_Texto de apoio:_
Após um hiato na produção de habitação de interesse social no país entre o fim do BNH em 1986 e a implantação do Ministério das Cidades em 2003, a questão da moradia novamente foi inserida na agenda política do país, mas com consequências bastante previsíveis para urbanistas e planejadores.

Mas antes de ser uma política habitacional, o PMCMV serviu como um modelo de negócio onde definem-se as condições econômicas que viabilizam determinado projeto. As atribuições de cada uma das partes são claras: O governo federal oferece o recurso financeiro a baixo custo e um leque de isenções tributárias; o governo municipal diminui o valor imobiliário e, por consequência, o IPTU da área; o setor privado procura estas glebas de terra para desenvolver projetos e negocia diretamente com as administrações municipais; e o agente financeiro (também do governo federal, através da CEF, ou conveniado a ela) procede a análise técnico-financeira destes projetos, e libera os recursos de acordo com aquilo que os bancos entendem por “boas práticas.

Como modelo de negócio voltado a aquecer a economia, foi uma jogada sensacional. Lembremos que o “mercado” estava muito assustado com a crise provocada pela bolha americana em 2008, justamente no setor imobiliário. Mas as unidades habitacionais foram planejadas como estatística, não como lugar. Como lugar, na minha opinião, seria interessante pensar no tripé equivalente entre a cidade criativa, a cidade verde e a cidade para as pessoas.

A cidade criativa é aquela em que o desenvolvimento urbano é planejado e fiscalizado pelo poder público, e não por quem obtém lucro com a transmissão da propriedade. Não que ele seja indesejável, mas ele deve atuar como aplicador da política pública, não o condutor dela. Os objetivos desta cidade seriam:

A. Criação de ambiente viável para a diversidade das atividades econômicas;

B. Associar o desenvolvimento esparso de atividades comercial e produtiva, associadas às áreas residenciais de forma a diminuir as distâncias trabalho-casa;

C. Potencializar recursos de forma a que a cidade não só produza produtos, mas também seja capaz de desenvolver conhecimento e servir como polo de sustentação para quem nela vive.

_Dados extraídos de uma coleção:_
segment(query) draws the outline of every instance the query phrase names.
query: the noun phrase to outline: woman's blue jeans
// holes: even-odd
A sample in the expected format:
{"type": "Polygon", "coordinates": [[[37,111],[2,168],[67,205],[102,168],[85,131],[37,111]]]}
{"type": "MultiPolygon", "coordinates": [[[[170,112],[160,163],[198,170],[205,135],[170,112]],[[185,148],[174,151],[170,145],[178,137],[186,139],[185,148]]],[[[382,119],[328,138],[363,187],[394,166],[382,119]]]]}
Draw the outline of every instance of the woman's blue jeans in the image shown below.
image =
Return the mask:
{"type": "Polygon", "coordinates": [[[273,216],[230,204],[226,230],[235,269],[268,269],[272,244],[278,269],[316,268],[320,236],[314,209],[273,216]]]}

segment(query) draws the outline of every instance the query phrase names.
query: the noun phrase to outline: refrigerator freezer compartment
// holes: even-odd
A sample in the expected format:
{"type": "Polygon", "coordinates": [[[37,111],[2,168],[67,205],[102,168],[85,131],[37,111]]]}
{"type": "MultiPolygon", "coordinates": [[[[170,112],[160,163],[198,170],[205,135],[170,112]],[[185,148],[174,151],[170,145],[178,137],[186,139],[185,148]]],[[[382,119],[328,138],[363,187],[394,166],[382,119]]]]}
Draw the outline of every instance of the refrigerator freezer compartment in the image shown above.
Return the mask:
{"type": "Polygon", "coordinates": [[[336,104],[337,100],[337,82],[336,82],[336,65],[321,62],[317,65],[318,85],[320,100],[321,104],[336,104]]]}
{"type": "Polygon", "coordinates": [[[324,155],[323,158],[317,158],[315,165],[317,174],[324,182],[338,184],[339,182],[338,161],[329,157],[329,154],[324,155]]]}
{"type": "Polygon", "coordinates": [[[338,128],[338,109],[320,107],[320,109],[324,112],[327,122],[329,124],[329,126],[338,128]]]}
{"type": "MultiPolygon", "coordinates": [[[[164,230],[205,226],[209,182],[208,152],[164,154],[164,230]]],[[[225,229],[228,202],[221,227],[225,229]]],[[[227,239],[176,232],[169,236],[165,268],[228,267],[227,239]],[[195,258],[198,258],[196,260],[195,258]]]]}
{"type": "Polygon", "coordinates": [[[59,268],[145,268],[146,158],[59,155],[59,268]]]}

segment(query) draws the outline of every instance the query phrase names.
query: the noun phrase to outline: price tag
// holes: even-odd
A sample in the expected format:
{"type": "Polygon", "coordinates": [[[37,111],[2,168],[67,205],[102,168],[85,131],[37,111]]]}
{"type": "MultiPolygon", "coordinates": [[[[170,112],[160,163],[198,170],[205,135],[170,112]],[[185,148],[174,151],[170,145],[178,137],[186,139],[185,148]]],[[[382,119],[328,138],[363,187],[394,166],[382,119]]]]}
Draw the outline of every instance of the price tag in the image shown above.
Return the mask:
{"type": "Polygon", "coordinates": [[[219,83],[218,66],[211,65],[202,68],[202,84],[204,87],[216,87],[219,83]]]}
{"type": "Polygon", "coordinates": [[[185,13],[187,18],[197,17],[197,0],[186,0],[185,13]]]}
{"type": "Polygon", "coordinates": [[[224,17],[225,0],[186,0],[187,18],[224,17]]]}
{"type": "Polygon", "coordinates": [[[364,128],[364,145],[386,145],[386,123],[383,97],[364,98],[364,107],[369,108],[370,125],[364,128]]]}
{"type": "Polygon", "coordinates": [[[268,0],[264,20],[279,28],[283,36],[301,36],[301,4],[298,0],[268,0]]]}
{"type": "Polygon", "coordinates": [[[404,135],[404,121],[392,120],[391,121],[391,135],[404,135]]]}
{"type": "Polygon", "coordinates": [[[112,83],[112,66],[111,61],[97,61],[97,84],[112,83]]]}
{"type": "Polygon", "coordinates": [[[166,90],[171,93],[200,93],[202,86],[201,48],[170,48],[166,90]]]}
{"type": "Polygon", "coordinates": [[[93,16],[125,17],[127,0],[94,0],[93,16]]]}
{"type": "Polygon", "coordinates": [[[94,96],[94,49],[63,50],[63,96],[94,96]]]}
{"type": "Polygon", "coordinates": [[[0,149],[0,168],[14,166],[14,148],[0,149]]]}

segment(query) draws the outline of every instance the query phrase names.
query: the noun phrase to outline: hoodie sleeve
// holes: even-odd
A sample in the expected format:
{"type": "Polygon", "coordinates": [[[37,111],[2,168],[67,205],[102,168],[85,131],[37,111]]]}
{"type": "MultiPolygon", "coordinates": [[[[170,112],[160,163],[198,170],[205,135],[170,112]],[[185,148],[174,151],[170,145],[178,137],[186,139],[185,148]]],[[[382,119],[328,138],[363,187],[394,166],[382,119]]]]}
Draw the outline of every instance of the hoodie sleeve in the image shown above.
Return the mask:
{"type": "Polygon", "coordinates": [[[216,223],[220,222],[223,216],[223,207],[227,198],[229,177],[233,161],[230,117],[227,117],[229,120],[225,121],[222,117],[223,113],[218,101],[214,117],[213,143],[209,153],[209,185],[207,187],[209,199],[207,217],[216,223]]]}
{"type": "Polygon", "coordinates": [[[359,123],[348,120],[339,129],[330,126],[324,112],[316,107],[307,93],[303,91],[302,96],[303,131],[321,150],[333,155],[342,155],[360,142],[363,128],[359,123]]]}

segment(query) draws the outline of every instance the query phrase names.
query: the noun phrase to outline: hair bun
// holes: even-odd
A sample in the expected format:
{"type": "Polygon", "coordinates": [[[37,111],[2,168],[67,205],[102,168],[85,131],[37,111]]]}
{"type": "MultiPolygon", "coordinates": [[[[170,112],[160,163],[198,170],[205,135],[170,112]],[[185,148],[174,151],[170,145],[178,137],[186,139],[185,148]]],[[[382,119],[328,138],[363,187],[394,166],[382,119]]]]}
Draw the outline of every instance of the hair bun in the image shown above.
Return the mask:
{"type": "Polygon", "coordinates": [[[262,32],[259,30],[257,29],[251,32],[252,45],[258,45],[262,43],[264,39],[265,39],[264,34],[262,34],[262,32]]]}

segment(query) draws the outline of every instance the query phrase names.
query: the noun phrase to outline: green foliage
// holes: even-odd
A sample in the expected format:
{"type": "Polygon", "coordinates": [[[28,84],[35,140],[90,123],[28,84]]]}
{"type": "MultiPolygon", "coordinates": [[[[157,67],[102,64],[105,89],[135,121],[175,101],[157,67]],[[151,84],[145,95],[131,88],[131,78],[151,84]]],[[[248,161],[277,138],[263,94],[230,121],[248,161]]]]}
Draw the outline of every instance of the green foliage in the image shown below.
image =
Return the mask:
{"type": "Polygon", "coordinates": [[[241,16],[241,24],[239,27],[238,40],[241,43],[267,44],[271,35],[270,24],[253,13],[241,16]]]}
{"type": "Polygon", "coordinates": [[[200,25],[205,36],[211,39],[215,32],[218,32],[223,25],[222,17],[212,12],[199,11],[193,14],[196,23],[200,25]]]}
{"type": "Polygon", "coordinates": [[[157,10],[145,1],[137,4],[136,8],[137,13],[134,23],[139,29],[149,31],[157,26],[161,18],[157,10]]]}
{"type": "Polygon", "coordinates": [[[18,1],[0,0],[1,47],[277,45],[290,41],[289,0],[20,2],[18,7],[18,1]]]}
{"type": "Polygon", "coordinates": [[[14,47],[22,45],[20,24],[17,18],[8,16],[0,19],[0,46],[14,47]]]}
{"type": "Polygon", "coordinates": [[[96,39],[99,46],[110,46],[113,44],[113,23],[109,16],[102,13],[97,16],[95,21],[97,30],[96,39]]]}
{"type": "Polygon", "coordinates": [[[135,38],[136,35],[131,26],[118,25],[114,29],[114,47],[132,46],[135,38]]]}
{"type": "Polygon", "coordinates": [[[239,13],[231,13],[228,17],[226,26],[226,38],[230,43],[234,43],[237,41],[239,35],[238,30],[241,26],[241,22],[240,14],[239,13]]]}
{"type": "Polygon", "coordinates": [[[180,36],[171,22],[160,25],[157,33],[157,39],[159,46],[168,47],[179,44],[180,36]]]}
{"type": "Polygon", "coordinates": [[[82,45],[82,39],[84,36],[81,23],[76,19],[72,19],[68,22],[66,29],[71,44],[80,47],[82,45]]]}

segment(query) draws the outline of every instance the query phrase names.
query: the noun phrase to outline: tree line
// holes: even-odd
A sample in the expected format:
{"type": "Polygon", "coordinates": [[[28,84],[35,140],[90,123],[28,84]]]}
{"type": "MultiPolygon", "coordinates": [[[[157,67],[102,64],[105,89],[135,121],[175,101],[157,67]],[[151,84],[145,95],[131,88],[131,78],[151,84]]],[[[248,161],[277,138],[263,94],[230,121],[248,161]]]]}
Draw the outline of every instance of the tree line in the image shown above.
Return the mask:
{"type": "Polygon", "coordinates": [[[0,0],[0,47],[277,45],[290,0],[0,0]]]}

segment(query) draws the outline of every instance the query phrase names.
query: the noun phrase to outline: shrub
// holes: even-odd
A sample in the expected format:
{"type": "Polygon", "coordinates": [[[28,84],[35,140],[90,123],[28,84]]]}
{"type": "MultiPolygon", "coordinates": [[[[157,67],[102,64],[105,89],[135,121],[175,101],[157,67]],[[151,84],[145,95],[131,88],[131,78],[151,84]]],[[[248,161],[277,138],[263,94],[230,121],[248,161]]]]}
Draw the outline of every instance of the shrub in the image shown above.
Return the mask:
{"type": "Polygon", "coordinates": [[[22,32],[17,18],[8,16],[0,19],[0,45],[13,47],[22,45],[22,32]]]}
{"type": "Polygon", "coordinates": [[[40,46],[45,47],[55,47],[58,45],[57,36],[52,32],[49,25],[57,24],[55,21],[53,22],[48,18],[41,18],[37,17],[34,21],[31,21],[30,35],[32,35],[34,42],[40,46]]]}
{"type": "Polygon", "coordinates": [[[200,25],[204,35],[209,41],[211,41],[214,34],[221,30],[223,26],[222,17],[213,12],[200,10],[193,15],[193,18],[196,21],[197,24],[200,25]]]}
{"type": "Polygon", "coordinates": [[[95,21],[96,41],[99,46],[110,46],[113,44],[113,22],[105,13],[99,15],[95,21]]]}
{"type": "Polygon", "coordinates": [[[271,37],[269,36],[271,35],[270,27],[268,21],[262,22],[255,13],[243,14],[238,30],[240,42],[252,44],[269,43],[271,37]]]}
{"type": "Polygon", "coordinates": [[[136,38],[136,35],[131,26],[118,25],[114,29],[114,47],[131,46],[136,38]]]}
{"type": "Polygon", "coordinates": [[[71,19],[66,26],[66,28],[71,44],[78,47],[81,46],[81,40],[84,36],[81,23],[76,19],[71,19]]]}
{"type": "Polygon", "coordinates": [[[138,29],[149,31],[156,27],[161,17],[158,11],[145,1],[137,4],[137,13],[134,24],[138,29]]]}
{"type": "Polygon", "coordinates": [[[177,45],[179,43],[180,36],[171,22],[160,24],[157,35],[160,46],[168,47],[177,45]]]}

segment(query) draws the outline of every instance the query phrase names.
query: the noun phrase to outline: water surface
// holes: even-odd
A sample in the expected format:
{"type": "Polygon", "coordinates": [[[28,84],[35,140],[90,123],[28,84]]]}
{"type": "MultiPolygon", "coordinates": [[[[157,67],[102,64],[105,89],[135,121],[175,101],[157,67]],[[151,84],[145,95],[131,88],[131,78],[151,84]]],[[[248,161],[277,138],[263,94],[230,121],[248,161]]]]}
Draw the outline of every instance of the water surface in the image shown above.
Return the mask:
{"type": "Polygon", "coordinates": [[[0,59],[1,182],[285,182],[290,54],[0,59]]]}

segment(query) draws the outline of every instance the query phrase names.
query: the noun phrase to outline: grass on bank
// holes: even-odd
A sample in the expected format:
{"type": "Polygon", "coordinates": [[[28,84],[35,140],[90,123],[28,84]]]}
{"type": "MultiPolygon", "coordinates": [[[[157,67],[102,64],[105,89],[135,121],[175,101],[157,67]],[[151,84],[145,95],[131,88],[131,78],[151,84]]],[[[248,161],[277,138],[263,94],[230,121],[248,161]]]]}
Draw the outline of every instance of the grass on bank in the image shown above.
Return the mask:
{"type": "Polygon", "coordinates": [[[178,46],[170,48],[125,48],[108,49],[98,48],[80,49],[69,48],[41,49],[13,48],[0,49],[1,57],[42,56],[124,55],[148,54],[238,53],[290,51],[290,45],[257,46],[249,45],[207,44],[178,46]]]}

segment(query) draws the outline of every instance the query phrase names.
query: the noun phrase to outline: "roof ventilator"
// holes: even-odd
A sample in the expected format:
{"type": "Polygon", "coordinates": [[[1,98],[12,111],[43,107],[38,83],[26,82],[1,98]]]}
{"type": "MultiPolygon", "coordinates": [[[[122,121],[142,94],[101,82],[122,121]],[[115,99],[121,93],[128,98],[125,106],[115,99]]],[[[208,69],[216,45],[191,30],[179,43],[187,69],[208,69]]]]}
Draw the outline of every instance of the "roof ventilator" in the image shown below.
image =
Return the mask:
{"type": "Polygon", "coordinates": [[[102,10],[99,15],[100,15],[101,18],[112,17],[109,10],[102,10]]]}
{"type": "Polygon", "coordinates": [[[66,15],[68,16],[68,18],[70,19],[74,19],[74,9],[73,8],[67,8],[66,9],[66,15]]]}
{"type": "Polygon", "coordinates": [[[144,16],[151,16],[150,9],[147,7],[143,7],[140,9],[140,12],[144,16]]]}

_Sobre a tarefa:_
Prossiga o texto sobre o PMCMV e a cidade criativa a partir da última frase apresentada.

_Resposta do exercício:_
A cidade verde é aquela em que se alinha como prioritária a manutenção e conservação do ambiente natural, de forma que este seja usufruído pelos habitantes amparados pela economia – o inverso do que normalmente se assiste. Como objetivos, nesta cidade observaríamos:

A. Estímulo da criação de uma qualidade ambiental em que as pessoas (e não o poder público) tomem para si a defesa de seu ecossistema, cuidando do solo, da água e ar com base em seu interesse de preservação;

B. Uso racional do parcelamento do solo de forma a otimizar os recursos naturais, o uso energético, a densidade e ocupações, ao invés de seguir um modelo numérico padrão de índices que servem apenas ao patrimonialismo;

C. Estabelecer planos e critérios simples para o desenvolvimento econômico das regiões urbanas sempre qualificando o espaço público e o ambiente natural, planejando de forma integrada infraestrutura, serviços, transporte e ocupação.

A cidade para as pessoas, aquela onde a rua é o principal espaço público, onde a cidade acontece e por onde se encontra a identificação do eu e do nosso. Nesta cidade, os objetivos são mais próximos ao que teríamos de direito:

A. Qualidade do ambiente construído, onde a Arquitetura e a Engenharia se abraçam ao Design em um esforço conjunto, nunca em carreiras-solo;

B. Preservação da memória urbana e da história do lugar para proporcionar empatia e identificação;

C. Escala de construção, onde a altura dos prédios proporcione a sensação de conforto para quem circula, não de opressão e sombra;

D. Casa para qualquer um!

 

Precisamos pensar que nossa necessidade de habitar não é incomum, não é única, não é extraordinária. A minha e a sua necessidade habitam o mesmo lugar de troca que a do cidadão do outro lado da rua. Aquela lá, que ali não tem roupa, mais além nem comida ou teto. Enquanto ele – mesmo lá longe – não for sequer um dado estatístico. As pessoas não são os tijolinhos que se empilham… Porque nas cidades de verdade, pessoas não se contam; pessoas encontram-se! Qualquer dia desses, a gente se vê ao vivo, à cores e abraços.

 


* Carlos Krebs é arquiteto, cinéfilo, explorador de sinapses, conector de pontinhos, e mais um que acredita que o Brasil ainda tem tudo para dar certo.